Object location annotation data
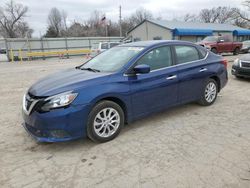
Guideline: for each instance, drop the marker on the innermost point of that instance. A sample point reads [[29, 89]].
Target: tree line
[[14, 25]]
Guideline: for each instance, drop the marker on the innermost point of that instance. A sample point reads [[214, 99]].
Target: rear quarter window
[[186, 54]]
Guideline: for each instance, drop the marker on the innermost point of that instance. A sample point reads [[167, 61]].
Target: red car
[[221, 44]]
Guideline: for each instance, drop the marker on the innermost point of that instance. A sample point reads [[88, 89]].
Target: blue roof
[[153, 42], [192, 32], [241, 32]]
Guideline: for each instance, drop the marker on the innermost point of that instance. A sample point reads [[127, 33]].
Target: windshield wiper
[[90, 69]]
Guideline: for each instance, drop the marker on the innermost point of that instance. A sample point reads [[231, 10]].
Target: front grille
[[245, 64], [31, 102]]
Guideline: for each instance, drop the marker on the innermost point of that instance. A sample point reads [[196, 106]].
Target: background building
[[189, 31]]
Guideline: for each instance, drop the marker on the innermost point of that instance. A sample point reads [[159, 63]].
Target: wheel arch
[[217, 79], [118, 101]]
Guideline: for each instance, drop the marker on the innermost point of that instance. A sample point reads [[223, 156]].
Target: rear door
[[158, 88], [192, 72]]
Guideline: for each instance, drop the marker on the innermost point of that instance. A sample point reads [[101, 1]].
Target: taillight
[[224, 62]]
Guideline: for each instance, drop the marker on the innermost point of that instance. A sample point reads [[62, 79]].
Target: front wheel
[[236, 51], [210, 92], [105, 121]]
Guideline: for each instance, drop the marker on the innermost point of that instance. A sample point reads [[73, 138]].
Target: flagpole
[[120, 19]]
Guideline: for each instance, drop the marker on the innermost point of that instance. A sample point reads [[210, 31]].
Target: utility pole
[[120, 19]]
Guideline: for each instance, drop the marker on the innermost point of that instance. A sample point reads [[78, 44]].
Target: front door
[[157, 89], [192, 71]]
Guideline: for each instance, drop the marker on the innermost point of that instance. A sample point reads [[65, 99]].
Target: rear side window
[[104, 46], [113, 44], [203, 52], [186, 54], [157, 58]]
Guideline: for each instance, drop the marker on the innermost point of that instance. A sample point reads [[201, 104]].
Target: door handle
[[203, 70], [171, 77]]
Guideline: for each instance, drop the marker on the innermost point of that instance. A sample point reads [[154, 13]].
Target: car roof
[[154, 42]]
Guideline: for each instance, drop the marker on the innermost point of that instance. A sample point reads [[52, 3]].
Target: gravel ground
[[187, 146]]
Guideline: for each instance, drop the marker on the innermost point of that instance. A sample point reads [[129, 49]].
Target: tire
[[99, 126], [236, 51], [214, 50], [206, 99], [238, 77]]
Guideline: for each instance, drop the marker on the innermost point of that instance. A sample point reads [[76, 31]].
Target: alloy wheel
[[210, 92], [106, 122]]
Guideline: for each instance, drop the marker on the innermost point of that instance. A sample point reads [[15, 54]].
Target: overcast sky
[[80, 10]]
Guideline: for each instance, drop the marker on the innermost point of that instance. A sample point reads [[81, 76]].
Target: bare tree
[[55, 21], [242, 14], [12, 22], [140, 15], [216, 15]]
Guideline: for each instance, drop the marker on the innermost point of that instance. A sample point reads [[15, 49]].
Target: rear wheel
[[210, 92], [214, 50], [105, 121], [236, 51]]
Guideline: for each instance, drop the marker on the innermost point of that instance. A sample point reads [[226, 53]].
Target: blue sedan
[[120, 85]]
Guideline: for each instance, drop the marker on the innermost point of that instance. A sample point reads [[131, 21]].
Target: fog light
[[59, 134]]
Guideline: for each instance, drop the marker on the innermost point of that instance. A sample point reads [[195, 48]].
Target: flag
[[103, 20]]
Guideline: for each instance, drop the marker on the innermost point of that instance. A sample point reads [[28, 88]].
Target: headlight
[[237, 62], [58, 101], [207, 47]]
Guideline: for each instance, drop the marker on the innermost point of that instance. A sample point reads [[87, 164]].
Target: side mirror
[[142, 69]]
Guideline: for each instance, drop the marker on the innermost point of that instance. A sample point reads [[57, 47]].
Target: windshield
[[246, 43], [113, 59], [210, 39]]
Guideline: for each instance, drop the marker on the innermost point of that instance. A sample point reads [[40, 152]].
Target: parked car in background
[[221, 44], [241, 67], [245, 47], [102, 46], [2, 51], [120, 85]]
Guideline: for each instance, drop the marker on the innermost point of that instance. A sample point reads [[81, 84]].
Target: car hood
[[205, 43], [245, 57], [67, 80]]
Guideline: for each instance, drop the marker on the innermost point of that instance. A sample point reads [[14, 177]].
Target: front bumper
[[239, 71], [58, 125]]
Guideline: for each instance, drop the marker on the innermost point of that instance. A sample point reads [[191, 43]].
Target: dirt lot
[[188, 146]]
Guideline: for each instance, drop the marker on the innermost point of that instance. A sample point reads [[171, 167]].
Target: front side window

Problem to work on: Output all the records, word for word, with no pictures in the copy.

Solution to this problem:
Guideline: for each instance, drop the marker on the innermost point of that instance. A sample point reads [[29, 89]].
Target: tree line
[[14, 25]]
Guideline: for each instance, drop the marker on the innermost point of that instance. A sample point reads [[214, 99]].
Target: rear quarter window
[[186, 54]]
Guideline: for each instance, drop the marker on the innermost point of that instance. A sample point reads [[167, 61]].
Target: red car
[[221, 44]]
Guideline: for each instance, drop the marker on the innermost point of that instance. A sample point reads [[88, 89]].
Target: blue roof
[[153, 42], [192, 32], [241, 32]]
Guideline: for each instance, drop the marker on the innermost point of that instance. A sample point reads [[127, 33]].
Target: windshield wiper
[[90, 69]]
Guideline: for each instance, drop the marker on the innermost point of that instance. A sample point reads [[231, 10]].
Target: front grille
[[245, 64], [31, 102]]
Guideline: for each instance, drop the marker on the innermost point of that instance. A sample point reads [[196, 106]].
Target: background building
[[189, 31]]
Guideline: for each instance, drop the marker on the innermost point of that instance. A sample point reads [[159, 63]].
Target: wheel arch
[[217, 79], [118, 101]]
Guideline: for each instance, drop the marker on the innermost point of that instance. A sample point reads [[223, 156]].
Target: rear door
[[158, 88], [192, 72]]
Guideline: for each instance, drop the marker on the innermost point of that instance. A sample point reads [[101, 1]].
Target: taillight
[[224, 62]]
Guideline: for each instance, drop the marker on the innermost point of that instance. A sample point reads [[62, 79]].
Target: front wheel
[[236, 51], [210, 92], [105, 121]]
Guideline: for each instance, drop the marker on the innermost point of that instance. A sample point reads [[73, 138]].
Target: flagpole
[[120, 19]]
Guideline: for each instance, drop the marker on the innermost point of that instance. A sample point reads [[210, 31]].
Target: utility pole
[[120, 19]]
Guideline: for each instance, drop the marker on the innermost point of that instance. A sample point reads [[78, 44]].
Target: front door
[[157, 89], [192, 71]]
Guideline: for each instance, drop the marker on the innermost point of that instance. A sample point reads [[65, 99]].
Target: rear side window
[[104, 46], [113, 44], [203, 52], [186, 54], [157, 58]]
Guideline: for each instance, drop the marker on the innermost point of that instance. A sample point reads [[201, 104]].
Target: door handle
[[203, 70], [171, 77]]
Guideline: for each instance, drop the marker on the innermost point of that instance. A sample point reads [[154, 13]].
Target: car roof
[[154, 42]]
Guideline: for each instance, drop the marker on the innermost point of that instance. A sample point reads [[52, 3]].
Target: gravel ground
[[187, 146]]
Guideline: for each instance, drop the marker on the innermost point of that instance. A sample point reads [[129, 49]].
Target: tire
[[99, 126], [236, 51], [214, 50], [206, 99], [238, 77]]
Guideline: for each instance, drop the marker on the innermost point of that instance. A sample point reads [[76, 31]].
Target: alloy wheel
[[210, 92], [106, 122]]
Guideline: for each instance, drop the marker on the innermost point of that instance. A sample point reads [[15, 54]].
Target: overcast sky
[[80, 10]]
Guideline: for each instance, drop the marker on the innermost point of that instance. A sample point reads [[81, 76]].
Target: bare tree
[[55, 21], [242, 14], [12, 22], [140, 15], [216, 15]]
Guideline: for each instance, drop the marker on the innermost point of that instance. A sample point reads [[15, 49]].
Target: rear wheel
[[210, 92], [214, 50], [105, 121], [236, 51]]
Guideline: for each instance, drop the marker on the innermost point of that instance. A sample point reads [[226, 53]].
Target: blue sedan
[[120, 85]]
Guideline: for each instance, drop the marker on the innermost point of that instance. A sample point reads [[131, 21]].
Target: fog light
[[59, 134]]
Guideline: for each instance, drop the marker on the innermost point of that instance. A sample point reads [[195, 48]].
Target: flag
[[103, 20]]
Guideline: for each instance, drop the marker on the innermost point of that instance. A sample point reads [[28, 88]].
Target: headlight
[[237, 62], [58, 101], [207, 47]]
Guideline: for each instance, drop the marker on the innermost point of that instance. A sample point reads [[87, 164]].
Target: side mirror
[[142, 69]]
Guideline: for each instance, drop the marker on the innermost point of that instance. A sample point reads [[57, 47]].
Target: windshield
[[246, 43], [113, 59], [210, 39]]
Guideline: for each instance, drop the marker on the innermost point of that instance. A sample point reads [[40, 152]].
Target: parked car in background
[[221, 44], [241, 67], [245, 47], [102, 46], [2, 51], [120, 85]]
Guideline: for each instance, drop the marker on the innermost point of that instance. A sample point reads [[81, 84]].
Target: car hood
[[205, 43], [245, 57], [67, 80]]
Guideline: for each instance, drop the marker on the innermost point of that instance. A sample point reads [[14, 177]].
Target: front bumper
[[239, 71], [58, 125]]
Guideline: for each instance, drop the marker on the innermost point of that instance. A sample point reads [[191, 43]].
Target: dirt lot
[[188, 146]]
Guideline: for each instance, drop the marker on the innermost point of that instance. A sample point reads [[171, 167]].
Target: front side window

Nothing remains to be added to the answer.